Material shown start
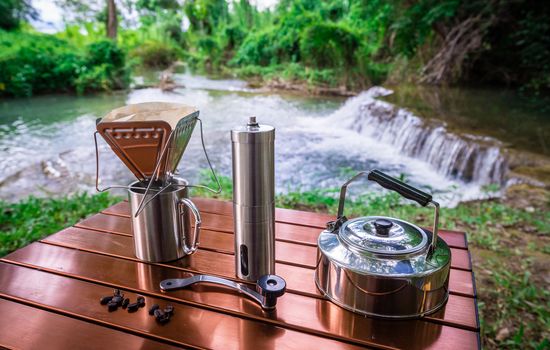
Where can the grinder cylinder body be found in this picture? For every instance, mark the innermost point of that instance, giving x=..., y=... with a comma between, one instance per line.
x=253, y=199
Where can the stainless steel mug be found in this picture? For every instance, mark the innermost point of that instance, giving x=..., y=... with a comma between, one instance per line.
x=162, y=229
x=254, y=199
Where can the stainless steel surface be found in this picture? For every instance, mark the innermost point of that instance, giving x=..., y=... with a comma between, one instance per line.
x=149, y=138
x=176, y=283
x=253, y=199
x=168, y=178
x=162, y=230
x=268, y=288
x=381, y=266
x=401, y=238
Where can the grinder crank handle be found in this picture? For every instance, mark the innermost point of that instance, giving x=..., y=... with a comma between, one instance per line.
x=400, y=187
x=268, y=287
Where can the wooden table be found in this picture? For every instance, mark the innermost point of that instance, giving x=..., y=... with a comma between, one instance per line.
x=50, y=291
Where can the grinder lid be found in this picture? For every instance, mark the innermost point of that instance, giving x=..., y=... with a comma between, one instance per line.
x=383, y=236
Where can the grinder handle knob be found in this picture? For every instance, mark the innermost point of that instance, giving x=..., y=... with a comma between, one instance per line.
x=270, y=287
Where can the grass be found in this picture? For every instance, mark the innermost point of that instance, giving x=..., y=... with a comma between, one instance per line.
x=33, y=218
x=510, y=247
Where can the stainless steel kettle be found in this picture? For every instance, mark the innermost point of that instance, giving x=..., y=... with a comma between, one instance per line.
x=383, y=266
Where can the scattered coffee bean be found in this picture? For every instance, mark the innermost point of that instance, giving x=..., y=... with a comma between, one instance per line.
x=112, y=306
x=118, y=300
x=133, y=307
x=163, y=320
x=159, y=313
x=153, y=308
x=169, y=309
x=105, y=300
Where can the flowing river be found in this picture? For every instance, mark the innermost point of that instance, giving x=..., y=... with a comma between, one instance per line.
x=48, y=149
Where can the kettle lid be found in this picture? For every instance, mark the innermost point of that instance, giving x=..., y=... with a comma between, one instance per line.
x=382, y=235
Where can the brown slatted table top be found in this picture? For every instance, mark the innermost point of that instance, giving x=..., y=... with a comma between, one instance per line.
x=50, y=291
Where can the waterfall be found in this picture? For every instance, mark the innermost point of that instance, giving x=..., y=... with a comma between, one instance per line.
x=461, y=156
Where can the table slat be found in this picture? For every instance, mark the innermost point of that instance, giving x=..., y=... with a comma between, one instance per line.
x=27, y=327
x=190, y=326
x=302, y=234
x=285, y=252
x=293, y=311
x=299, y=279
x=459, y=311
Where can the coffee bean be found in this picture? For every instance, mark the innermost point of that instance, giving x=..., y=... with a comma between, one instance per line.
x=163, y=320
x=133, y=307
x=105, y=300
x=159, y=313
x=153, y=308
x=169, y=309
x=112, y=306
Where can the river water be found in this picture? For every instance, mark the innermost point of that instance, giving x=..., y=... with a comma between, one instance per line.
Material shown end
| Exercise |
Transcribe every line of the records above verbatim, leaving out the pictures.

| Answer to this problem |
Where can the grinder cylinder body be found in this picture? For every instance, mark the innermost point of that instance, giving x=..., y=... with a comma between, one instance per line.
x=253, y=199
Where can the stainless steel mug be found in this picture? For every instance, mark the innermost point of that instance, giving x=..., y=... with a comma between, one instance per line.
x=162, y=229
x=254, y=199
Where can the stainless steel surface be found in this picture? For every instance, mark the innermost point of that instance, giving x=..., y=... with a comma between, one instance per line.
x=149, y=138
x=176, y=283
x=253, y=199
x=168, y=178
x=162, y=230
x=268, y=288
x=381, y=266
x=401, y=238
Where can the grinder crank handle be found in this picture? For every instance, mark the innermost point of that instance, giving x=..., y=... with a comma between, one instance per line.
x=400, y=187
x=268, y=287
Where can the wooden table be found in this picture? For every instance, mark the innermost point of that instance, giving x=..., y=... with a comma between, one instance per line.
x=50, y=291
Where can the grinder lid be found in this picture? For every instance, mark the innermost point of that instance, giving x=..., y=... with a comma between, one instance per line.
x=383, y=236
Where can the grinder handle knob be found in this picture? For every instance, mark the innermost point of that instance, giving x=..., y=... with a comma between, one instance per line.
x=270, y=287
Where can the grass be found in this picture? For every instance, mark the innermost point of that instance, giving x=..., y=... with a comma between, one instance per line.
x=33, y=218
x=510, y=247
Where can the stainless steel kettle be found in this picture? For every instance, mark the innermost point of that instance, giving x=..., y=... with a comma between, one instance per line.
x=383, y=266
Where can the scattered coffee bean be found in this picture? For every instance, mark the innermost point of that instance, giving x=..., y=... with a comma between, one instance per line.
x=112, y=306
x=118, y=300
x=133, y=307
x=163, y=320
x=159, y=313
x=153, y=308
x=169, y=309
x=105, y=300
Where can the flowing river be found in this picture? For every instance, mark the innermost point of that instance, giving x=..., y=... with a comma between, one instance per line.
x=48, y=149
Where can the kettle lid be found in this picture? For every instance, mark the innermost point of that instance, giving x=..., y=... with a comma between, one instance per line.
x=382, y=235
Where can the brown slatted table top be found in this picture? For every instance, mark the innermost point of that instance, giving x=..., y=... with a comma between, one instance per line.
x=50, y=291
Where can the waterfall be found in this picture? For every instance, mark the innermost point of that instance, giving x=..., y=... with a comma between, one instance per line.
x=461, y=156
Where can the table slat be found in this picture? For every instance, mark the innermost point of that instance, giving x=..., y=... with a comma between, one instance per line.
x=27, y=327
x=190, y=326
x=302, y=234
x=285, y=252
x=293, y=311
x=299, y=279
x=459, y=311
Where can the coffee bean be found in this picture? For every instance, mark the innermost point of that instance, giving x=..., y=... with a comma between, one instance per line.
x=163, y=320
x=133, y=307
x=105, y=300
x=159, y=313
x=153, y=308
x=169, y=309
x=112, y=306
Where can the river water be found in this picture? For every instance, mark the innermost point of that instance, giving x=..., y=... with a comma between, one instance per line.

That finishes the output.